(Dataset Opens)
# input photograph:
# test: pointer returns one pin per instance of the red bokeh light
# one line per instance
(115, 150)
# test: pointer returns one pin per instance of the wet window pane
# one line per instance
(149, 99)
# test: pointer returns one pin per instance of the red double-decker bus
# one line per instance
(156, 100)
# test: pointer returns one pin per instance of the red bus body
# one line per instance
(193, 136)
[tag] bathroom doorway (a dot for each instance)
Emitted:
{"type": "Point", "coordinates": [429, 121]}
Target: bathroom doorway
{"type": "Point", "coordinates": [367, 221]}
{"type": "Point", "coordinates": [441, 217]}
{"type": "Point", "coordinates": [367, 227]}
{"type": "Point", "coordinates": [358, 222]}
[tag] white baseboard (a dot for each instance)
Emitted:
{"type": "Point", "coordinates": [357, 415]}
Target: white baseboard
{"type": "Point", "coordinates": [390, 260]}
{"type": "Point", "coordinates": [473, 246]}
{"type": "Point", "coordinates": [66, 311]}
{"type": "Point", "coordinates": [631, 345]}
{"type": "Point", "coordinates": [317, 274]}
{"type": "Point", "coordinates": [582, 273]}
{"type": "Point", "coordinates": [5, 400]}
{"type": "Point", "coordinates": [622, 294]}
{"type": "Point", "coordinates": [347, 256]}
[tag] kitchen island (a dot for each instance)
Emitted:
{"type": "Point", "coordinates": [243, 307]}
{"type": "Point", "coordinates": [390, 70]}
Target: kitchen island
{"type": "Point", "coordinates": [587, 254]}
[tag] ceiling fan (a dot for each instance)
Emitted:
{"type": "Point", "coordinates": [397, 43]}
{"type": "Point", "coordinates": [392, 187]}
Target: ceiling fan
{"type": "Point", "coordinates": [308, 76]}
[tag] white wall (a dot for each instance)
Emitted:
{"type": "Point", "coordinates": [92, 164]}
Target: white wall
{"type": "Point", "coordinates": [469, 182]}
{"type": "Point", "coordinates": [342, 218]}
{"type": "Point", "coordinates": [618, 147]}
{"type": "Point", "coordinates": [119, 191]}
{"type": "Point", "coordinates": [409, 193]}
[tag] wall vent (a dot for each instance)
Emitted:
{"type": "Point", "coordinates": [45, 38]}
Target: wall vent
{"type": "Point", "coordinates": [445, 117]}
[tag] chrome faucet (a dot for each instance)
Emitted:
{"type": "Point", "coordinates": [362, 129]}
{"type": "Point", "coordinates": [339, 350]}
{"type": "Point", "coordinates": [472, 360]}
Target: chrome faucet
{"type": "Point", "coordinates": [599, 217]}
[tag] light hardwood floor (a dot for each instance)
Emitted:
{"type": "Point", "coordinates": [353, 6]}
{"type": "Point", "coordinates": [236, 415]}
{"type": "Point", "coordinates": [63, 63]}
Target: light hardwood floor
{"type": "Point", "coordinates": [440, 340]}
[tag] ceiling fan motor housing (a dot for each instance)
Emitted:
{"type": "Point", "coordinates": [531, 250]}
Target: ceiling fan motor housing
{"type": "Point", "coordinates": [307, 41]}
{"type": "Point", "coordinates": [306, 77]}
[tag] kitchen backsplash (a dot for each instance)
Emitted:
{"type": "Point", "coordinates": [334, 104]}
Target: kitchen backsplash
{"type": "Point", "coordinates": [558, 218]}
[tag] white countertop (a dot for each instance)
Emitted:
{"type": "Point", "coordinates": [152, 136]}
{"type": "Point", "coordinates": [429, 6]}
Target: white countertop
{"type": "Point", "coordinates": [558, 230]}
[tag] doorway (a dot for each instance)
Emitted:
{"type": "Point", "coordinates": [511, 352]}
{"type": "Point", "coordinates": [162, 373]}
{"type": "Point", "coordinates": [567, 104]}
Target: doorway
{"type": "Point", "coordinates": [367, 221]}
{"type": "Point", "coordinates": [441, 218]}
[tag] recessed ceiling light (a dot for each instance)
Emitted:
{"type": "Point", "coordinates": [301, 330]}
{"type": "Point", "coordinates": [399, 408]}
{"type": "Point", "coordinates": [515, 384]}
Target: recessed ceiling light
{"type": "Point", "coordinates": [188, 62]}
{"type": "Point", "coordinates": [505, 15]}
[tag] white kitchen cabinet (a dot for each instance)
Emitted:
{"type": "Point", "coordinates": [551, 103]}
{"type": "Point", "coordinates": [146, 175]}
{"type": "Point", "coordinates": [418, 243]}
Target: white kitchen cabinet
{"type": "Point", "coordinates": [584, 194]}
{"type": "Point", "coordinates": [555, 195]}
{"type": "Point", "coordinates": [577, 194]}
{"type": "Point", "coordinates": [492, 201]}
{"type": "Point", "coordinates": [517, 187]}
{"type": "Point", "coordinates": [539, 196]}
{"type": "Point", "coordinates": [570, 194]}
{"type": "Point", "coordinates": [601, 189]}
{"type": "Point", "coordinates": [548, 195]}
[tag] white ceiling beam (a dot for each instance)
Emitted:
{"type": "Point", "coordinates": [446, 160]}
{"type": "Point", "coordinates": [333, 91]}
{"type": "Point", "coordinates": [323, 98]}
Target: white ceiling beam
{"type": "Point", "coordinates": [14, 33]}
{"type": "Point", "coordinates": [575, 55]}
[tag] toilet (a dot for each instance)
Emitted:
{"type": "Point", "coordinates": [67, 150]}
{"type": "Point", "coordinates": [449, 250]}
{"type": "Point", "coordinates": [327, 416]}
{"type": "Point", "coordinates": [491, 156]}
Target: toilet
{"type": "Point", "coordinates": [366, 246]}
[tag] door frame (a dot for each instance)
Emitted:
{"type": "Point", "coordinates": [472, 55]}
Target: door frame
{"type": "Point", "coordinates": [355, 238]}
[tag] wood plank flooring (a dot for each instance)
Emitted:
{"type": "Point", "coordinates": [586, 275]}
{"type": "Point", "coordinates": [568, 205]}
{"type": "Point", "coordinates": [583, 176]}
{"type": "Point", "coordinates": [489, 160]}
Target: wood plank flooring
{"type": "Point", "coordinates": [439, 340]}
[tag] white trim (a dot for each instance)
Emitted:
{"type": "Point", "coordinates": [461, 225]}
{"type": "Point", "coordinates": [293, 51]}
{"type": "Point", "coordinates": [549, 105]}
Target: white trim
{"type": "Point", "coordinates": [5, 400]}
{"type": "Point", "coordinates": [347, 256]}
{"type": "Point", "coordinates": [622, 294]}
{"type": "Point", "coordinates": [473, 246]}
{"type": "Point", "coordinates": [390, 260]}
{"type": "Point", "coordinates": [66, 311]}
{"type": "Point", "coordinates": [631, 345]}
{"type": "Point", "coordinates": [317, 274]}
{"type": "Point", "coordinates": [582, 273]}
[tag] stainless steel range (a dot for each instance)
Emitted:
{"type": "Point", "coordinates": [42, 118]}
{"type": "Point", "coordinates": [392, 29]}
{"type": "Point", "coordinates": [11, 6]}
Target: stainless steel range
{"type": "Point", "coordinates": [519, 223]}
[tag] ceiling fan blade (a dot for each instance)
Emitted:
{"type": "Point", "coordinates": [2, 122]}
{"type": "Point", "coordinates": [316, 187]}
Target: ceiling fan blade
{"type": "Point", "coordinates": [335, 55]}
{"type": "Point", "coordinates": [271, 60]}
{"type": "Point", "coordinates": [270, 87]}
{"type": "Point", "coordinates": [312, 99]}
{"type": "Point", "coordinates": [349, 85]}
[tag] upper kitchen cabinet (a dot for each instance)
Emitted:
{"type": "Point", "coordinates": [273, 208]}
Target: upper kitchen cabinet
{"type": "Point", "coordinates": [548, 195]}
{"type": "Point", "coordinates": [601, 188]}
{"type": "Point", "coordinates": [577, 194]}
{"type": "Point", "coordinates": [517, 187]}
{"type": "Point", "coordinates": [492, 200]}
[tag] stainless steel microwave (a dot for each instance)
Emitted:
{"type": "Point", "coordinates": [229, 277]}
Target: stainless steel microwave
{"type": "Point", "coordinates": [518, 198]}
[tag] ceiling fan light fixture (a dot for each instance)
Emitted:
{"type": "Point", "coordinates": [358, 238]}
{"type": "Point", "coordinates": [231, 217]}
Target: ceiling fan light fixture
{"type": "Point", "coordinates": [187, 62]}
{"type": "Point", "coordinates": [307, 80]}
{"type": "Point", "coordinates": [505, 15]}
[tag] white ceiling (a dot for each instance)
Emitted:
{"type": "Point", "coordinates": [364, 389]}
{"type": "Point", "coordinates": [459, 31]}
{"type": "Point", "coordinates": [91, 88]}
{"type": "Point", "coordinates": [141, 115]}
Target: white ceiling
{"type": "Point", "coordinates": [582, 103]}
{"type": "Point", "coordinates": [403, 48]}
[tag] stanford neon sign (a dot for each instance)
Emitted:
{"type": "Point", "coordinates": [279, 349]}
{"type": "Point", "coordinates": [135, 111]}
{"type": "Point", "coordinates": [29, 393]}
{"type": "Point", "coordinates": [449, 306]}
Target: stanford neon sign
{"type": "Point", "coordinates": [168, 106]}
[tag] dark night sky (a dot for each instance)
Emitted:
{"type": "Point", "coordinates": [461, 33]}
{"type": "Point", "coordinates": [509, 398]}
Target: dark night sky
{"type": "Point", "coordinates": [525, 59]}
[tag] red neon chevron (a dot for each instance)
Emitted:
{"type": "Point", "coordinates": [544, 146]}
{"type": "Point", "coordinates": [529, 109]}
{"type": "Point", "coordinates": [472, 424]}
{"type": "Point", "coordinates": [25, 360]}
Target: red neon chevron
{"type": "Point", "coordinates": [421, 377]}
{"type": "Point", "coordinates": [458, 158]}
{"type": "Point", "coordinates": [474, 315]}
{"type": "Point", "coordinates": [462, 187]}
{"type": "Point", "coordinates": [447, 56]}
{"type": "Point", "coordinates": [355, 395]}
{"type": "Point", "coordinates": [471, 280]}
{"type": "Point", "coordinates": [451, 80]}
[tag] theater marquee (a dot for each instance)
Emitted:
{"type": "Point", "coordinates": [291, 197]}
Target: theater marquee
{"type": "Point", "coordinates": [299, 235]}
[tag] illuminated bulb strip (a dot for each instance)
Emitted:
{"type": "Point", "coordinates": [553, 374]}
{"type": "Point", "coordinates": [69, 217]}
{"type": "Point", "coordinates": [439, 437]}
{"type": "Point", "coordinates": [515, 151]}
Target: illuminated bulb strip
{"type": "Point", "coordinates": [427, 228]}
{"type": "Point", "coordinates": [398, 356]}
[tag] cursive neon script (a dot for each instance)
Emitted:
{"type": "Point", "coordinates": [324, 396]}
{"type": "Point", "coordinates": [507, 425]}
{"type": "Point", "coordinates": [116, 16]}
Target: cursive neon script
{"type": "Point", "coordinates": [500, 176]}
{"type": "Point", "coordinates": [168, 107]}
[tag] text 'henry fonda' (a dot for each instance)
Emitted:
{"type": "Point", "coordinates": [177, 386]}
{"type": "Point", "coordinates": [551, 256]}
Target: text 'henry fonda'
(Dataset Closes)
* Exercise goal: Identify the lines of the entries containing the string "pointer". Copy each such line.

* Answer for the task:
# test: pointer returns one pin per instance of the red bokeh light
# test: pointer returns one pin per instance of the wet window pane
# test: pointer returns one pin per instance of the red double-decker bus
# test: pointer returns one pin per instance of the red bus body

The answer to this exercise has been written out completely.